__EXERCISE BRIEF__. Exclude images; transcribe the rest of the data exactly.
BEGIN EXERCISE INPUT
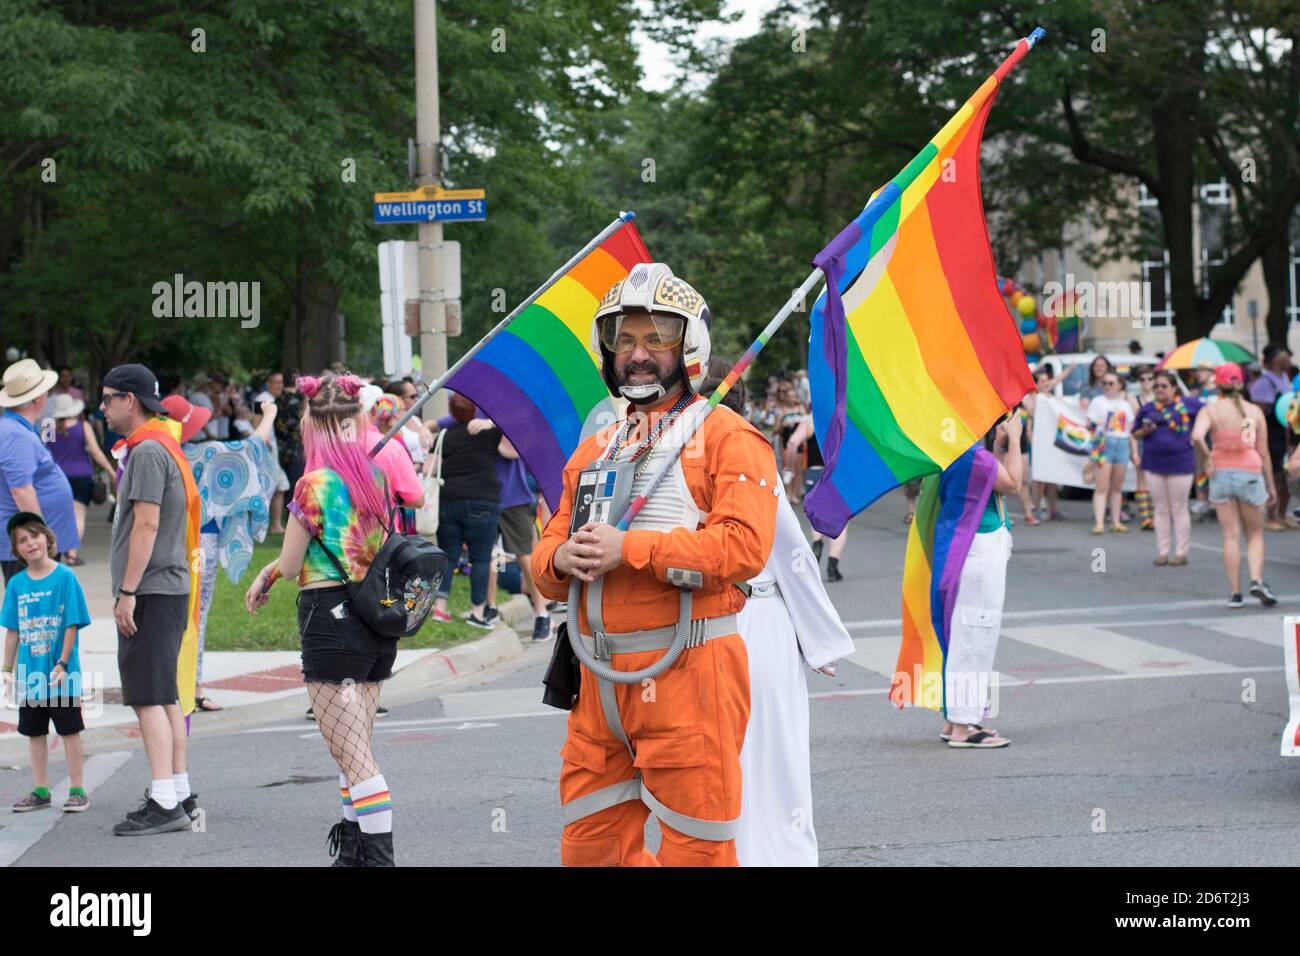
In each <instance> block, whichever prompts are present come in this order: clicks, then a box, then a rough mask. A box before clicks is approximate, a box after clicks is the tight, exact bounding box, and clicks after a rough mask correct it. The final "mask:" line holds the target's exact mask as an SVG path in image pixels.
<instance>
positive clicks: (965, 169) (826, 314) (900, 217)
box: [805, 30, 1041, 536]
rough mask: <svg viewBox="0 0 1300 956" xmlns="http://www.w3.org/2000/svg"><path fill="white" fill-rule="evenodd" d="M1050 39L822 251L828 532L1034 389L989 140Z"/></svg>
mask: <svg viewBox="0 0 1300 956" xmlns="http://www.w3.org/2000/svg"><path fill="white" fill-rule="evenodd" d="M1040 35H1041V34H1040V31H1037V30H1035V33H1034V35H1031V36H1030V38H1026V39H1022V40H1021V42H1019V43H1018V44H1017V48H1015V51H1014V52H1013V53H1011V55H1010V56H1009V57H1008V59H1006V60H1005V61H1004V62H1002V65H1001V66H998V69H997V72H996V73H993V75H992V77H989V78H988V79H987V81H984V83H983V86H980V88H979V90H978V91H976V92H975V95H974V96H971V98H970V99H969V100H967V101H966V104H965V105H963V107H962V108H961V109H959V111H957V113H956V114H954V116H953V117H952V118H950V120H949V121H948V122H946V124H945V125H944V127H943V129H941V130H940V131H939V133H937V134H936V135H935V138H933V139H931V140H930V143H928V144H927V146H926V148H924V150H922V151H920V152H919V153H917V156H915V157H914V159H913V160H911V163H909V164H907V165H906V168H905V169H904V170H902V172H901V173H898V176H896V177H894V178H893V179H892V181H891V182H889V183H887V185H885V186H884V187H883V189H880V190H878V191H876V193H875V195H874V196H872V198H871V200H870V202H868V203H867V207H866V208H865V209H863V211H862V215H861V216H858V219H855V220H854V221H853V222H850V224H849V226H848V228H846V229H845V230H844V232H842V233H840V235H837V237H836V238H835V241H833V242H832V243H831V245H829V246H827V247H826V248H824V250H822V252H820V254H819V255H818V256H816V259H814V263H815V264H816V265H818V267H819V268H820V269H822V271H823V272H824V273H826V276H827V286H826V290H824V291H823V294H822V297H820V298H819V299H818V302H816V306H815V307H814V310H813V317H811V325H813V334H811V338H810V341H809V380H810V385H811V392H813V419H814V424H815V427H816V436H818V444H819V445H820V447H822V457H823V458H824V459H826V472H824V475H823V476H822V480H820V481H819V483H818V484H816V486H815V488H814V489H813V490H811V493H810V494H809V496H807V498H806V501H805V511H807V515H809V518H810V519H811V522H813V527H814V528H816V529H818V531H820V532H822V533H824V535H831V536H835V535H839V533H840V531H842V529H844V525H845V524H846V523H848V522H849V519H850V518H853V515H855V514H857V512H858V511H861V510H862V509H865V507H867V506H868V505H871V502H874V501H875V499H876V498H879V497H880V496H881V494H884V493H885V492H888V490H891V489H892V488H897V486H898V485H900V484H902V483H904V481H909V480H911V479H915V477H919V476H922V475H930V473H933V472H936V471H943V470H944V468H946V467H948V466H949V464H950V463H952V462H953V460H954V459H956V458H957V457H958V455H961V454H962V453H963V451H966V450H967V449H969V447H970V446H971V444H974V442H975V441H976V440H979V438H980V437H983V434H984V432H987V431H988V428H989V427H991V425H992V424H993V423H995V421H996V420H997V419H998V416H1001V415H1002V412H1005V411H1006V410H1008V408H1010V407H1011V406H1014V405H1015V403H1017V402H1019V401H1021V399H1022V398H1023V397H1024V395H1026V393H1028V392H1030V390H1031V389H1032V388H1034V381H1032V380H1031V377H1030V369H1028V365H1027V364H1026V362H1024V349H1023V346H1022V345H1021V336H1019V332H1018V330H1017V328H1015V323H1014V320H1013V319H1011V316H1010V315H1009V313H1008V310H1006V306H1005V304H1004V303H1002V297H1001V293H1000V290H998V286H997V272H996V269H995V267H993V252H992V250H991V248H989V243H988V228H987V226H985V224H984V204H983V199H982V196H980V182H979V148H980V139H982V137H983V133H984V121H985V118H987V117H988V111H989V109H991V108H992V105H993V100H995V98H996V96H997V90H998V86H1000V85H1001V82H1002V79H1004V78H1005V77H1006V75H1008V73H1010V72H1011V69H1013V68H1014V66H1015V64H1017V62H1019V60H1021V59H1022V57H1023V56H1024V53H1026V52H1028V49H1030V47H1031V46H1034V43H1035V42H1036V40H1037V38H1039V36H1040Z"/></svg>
END EXERCISE INPUT
__RESPONSE TO THE TASK__.
In each <instance> block, whichever prompts are present come in this order: clicks, then a box, then a rough mask. A box before clicks is approximate, a box after clicks is the tight, exact bounding box, and clicks after a rough mask correct it. The final "mask:" line holds the target's exact mask as an SVG path in image pixels.
<instance>
positive clicks: (965, 169) (826, 314) (900, 217)
box: [805, 30, 1041, 536]
rough mask: <svg viewBox="0 0 1300 956" xmlns="http://www.w3.org/2000/svg"><path fill="white" fill-rule="evenodd" d="M1050 39L822 251L828 532L1034 389L989 140Z"/></svg>
mask: <svg viewBox="0 0 1300 956" xmlns="http://www.w3.org/2000/svg"><path fill="white" fill-rule="evenodd" d="M1040 35H1041V34H1040V31H1037V30H1035V33H1034V35H1031V36H1030V38H1026V39H1022V40H1021V42H1019V43H1018V44H1017V48H1015V51H1014V52H1013V53H1011V55H1010V56H1009V57H1008V59H1006V60H1005V61H1004V62H1002V65H1001V66H998V69H997V72H996V73H993V75H992V77H989V78H988V79H987V81H984V83H983V86H980V88H979V90H978V91H976V92H975V95H974V96H971V98H970V99H969V100H967V101H966V104H965V105H963V107H962V108H961V109H959V111H957V113H956V114H954V116H953V117H952V118H950V120H949V121H948V122H946V124H945V125H944V127H943V129H941V130H940V131H939V133H937V134H936V135H935V138H933V139H931V140H930V143H928V144H927V146H926V148H924V150H922V151H920V152H919V153H917V156H915V157H914V159H913V160H911V163H909V164H907V165H906V168H905V169H904V170H902V172H901V173H898V176H896V177H894V178H893V179H892V181H891V182H889V183H887V185H885V186H884V187H883V189H880V190H878V191H876V193H875V195H874V196H872V198H871V200H870V202H868V203H867V207H866V208H865V209H863V211H862V215H861V216H858V219H855V220H854V221H853V222H850V224H849V226H848V228H846V229H845V230H844V232H842V233H840V235H837V237H836V238H835V241H833V242H832V243H831V245H829V246H827V247H826V248H824V250H822V252H820V254H819V255H818V256H816V259H814V263H815V264H816V265H818V267H819V268H820V269H822V271H823V272H824V273H826V276H827V286H826V290H824V291H823V294H822V297H820V298H819V299H818V302H816V306H815V307H814V310H813V317H811V325H813V334H811V338H810V341H809V380H810V385H811V392H813V419H814V424H815V427H816V436H818V444H819V445H820V447H822V457H823V458H824V459H826V472H824V475H823V476H822V480H820V481H819V483H818V484H816V486H815V488H814V489H813V490H811V493H810V494H809V496H807V498H806V501H805V511H807V515H809V518H810V519H811V522H813V527H814V528H816V529H818V531H820V532H822V533H824V535H831V536H835V535H839V533H840V531H842V529H844V525H845V524H846V523H848V522H849V519H850V518H853V515H855V514H857V512H858V511H861V510H862V509H865V507H867V506H868V505H871V502H874V501H875V499H876V498H879V497H880V496H881V494H884V493H885V492H888V490H891V489H892V488H897V486H898V485H900V484H902V483H904V481H909V480H911V479H915V477H919V476H922V475H930V473H933V472H936V471H943V470H944V468H946V467H948V466H949V464H950V463H952V462H953V460H954V459H956V458H957V457H958V455H961V454H962V453H963V451H966V450H967V449H969V447H970V446H971V444H974V442H975V441H976V440H979V438H980V437H983V434H984V432H987V431H988V428H989V427H991V425H992V424H993V423H995V421H996V420H997V419H998V416H1001V415H1002V412H1005V411H1006V410H1008V408H1010V407H1011V406H1014V405H1015V403H1017V402H1019V401H1021V399H1022V398H1023V397H1024V395H1026V393H1028V392H1030V390H1031V389H1032V388H1034V381H1032V380H1031V377H1030V369H1028V365H1027V364H1026V362H1024V349H1023V346H1022V345H1021V336H1019V332H1018V330H1017V328H1015V323H1014V320H1013V319H1011V316H1010V315H1009V313H1008V310H1006V306H1005V304H1004V303H1002V297H1001V293H1000V290H998V286H997V272H996V269H995V267H993V252H992V250H991V248H989V243H988V228H987V226H985V224H984V204H983V199H982V196H980V182H979V148H980V139H982V137H983V133H984V121H985V118H987V117H988V111H989V109H991V108H992V105H993V100H995V98H996V96H997V90H998V86H1000V85H1001V82H1002V79H1004V78H1005V77H1006V75H1008V73H1010V72H1011V69H1013V68H1014V66H1015V64H1017V62H1019V60H1021V59H1022V57H1023V56H1024V53H1026V52H1028V49H1030V47H1031V46H1034V43H1035V42H1036V40H1037V38H1039V36H1040Z"/></svg>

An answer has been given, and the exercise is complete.